§ **Arbeitsanweisungen**:
1) Welcher Maler ließ sich laut dem Text über die Burda-Sammlung regelmäßig in Baden-Baden kurieren?
2) Nehmen Sie den Text über die Burda-Sammlung nach seinem letzten Satz auf und führen Sie ihn weiter.

§ **Textauszug**:
# # # # # # #

Kunst aus der Burda-Sammlung: Bunt aus Leidenschaft

Das Museum Frieder Burda in Baden-Baden zeigt Kunst aus der Familiensammlung. Kuratiert vom Direktor der Nationalgalerie.

Lange vor der legendären Verlegerfamilie Burda hielt sich viel Prominenz in Baden- Baden auf – in der traditionsreichen „Sommerhauptstadt“ der europäischen Aristokratie und kultureller Eliten.

Auch der expressionistische Maler Max Beckmann ließ sich dort regelmäßig kurieren und fing malerisch den Blick aus dem Fenster auf die Gassen oder Momente im Kurleben ein.

Seine Gemälde sind nun im Museum Frieder Burda zu sehen, gemeinsam mit weiteren Ikonen der frühen expressionistischen Malerei aus der Kollektion der Unternehmerfamilie und ihrer Söhne Franz, Frieder und Hubert: eine ausdrucksstarke Kunst, die wirkt, als wollte sie die farbenfrohen Printprodukte des Burda-Programms spiegeln.

# # # # # # #

[Einträge zum Zeigen auf benannte Objekte]
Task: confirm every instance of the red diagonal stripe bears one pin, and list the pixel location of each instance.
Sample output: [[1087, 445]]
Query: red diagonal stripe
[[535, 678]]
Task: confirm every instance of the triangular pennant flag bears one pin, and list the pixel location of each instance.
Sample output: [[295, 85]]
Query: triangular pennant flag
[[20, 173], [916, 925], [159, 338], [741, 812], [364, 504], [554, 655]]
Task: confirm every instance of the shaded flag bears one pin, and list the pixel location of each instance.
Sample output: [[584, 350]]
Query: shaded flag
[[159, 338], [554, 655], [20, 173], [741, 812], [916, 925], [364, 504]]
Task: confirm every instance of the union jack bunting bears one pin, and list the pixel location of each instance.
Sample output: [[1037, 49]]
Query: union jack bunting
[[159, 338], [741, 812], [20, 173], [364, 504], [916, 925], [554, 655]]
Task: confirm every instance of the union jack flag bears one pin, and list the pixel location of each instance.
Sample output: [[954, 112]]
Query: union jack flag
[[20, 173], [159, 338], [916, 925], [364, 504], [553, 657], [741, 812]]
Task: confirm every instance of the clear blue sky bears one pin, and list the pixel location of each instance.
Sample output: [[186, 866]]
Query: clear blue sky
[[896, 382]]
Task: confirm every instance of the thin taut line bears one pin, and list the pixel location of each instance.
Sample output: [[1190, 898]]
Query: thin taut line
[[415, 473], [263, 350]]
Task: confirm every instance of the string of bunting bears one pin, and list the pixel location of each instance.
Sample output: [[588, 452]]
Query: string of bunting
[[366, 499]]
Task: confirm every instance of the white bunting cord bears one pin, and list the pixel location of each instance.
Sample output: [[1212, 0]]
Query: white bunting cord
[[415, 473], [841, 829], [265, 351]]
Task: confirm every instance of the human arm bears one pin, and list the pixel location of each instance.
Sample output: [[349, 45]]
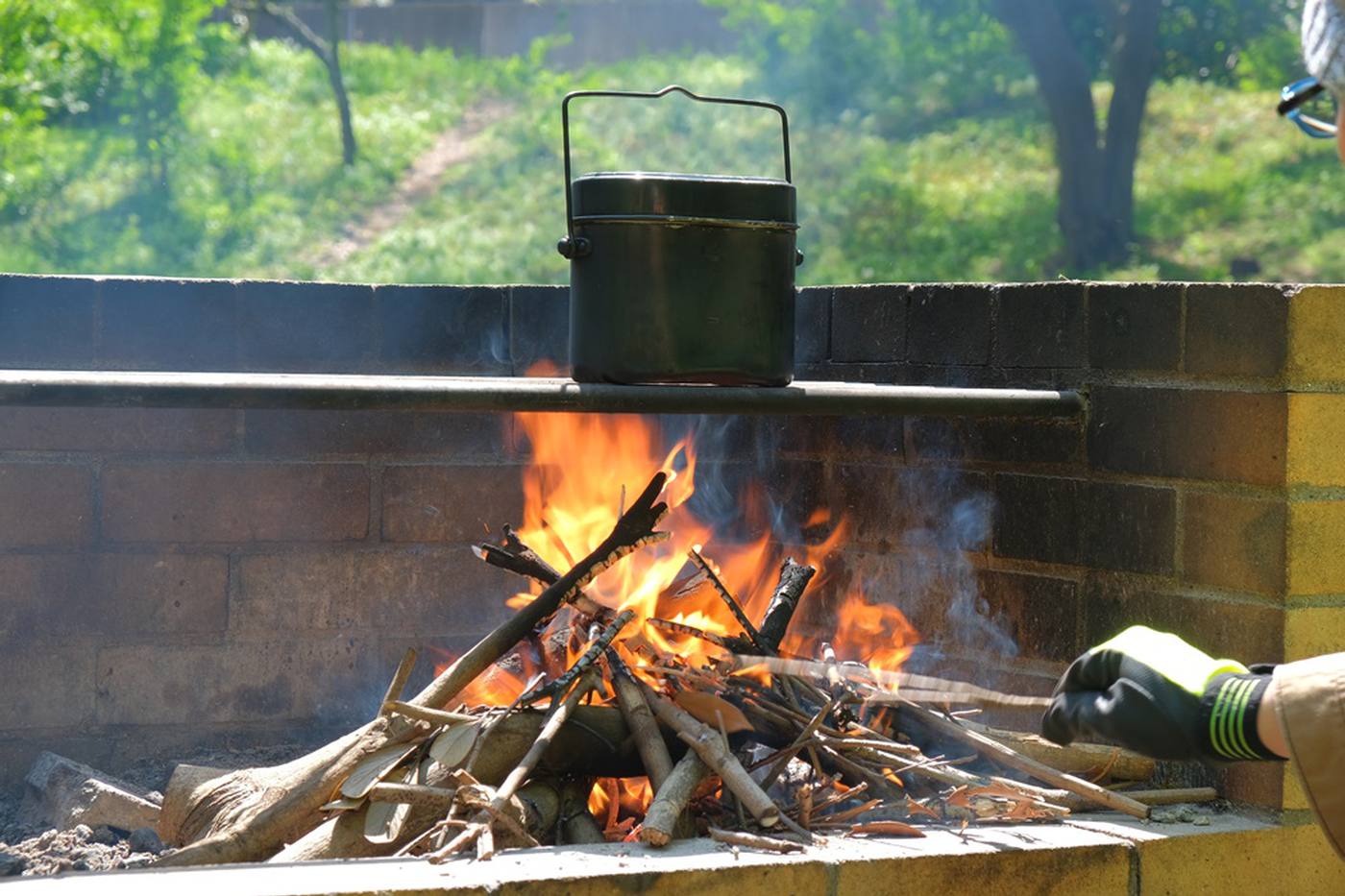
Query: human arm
[[1268, 727], [1157, 694]]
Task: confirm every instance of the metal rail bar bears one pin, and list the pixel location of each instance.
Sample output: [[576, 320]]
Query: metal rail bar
[[393, 392]]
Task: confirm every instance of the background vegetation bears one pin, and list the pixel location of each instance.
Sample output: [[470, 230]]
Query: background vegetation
[[134, 137]]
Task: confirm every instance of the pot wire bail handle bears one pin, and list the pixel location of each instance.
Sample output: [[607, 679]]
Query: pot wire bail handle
[[574, 247]]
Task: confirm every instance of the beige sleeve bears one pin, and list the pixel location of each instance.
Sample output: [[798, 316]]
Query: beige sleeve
[[1310, 695]]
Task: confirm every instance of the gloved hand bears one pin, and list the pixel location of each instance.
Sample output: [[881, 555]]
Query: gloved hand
[[1154, 693]]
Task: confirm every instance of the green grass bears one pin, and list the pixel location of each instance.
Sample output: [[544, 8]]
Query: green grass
[[257, 187]]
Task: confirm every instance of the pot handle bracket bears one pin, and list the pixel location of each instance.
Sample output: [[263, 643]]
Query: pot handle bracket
[[574, 247]]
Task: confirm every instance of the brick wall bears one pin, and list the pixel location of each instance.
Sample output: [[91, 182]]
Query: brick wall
[[171, 577]]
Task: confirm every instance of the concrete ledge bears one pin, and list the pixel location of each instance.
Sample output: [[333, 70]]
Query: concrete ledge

# # # # # # #

§ **Lösungen**:
1) Max Beckmann

2)
Hinter der strengen Fassade des von Stararchitekt Richard Meier 2000 errichteten Museums kann nun der Besucher über Rampen durch die auf drei Etagen präsentierte Schau „Die Bilder der Brüder“ flanieren und sich dabei förmlich im Farbenrausch der Burda-Sammlung verlieren.

Denn – das ist eine gelungene Pointe der Ausstellung – die auf Stadt- und Landschaftsmalerei sowie Stillleben fokussierende Auswahl ist auf der zweifarbigen Wandmalerei des US-Künstlers Carl Ostendarp installiert.

Pure Passion für Farbe und Bild

Die Ausstellungsräume sind analog zu Goethes prismatischem Diagramm in verschiedenen Farben gehalten. Kurvige Farbflächen untermalen die in zeitlicher Chronologie gehängten Werke. Formal konterkariert die wellenartige Bewegung der zweifarbigen Horizonte das mitunter kantige Formenspiel der expressionistischen Bilder.

Das Konzept der Kuratorinnen Patricia Kamp, Stieftochter des letztjährig verstorbenen Frieder Burda und Betreiberin des Salon Berlin, und Udo Kittelmann, noch kurze Zeit Direktor der Berliner Nationalgalerie, berücksichtigt Werke, die „die Söhne auf ihrem Weg zur Kunst und für ihre jeweilige Zukunft stark beschäftigt haben“.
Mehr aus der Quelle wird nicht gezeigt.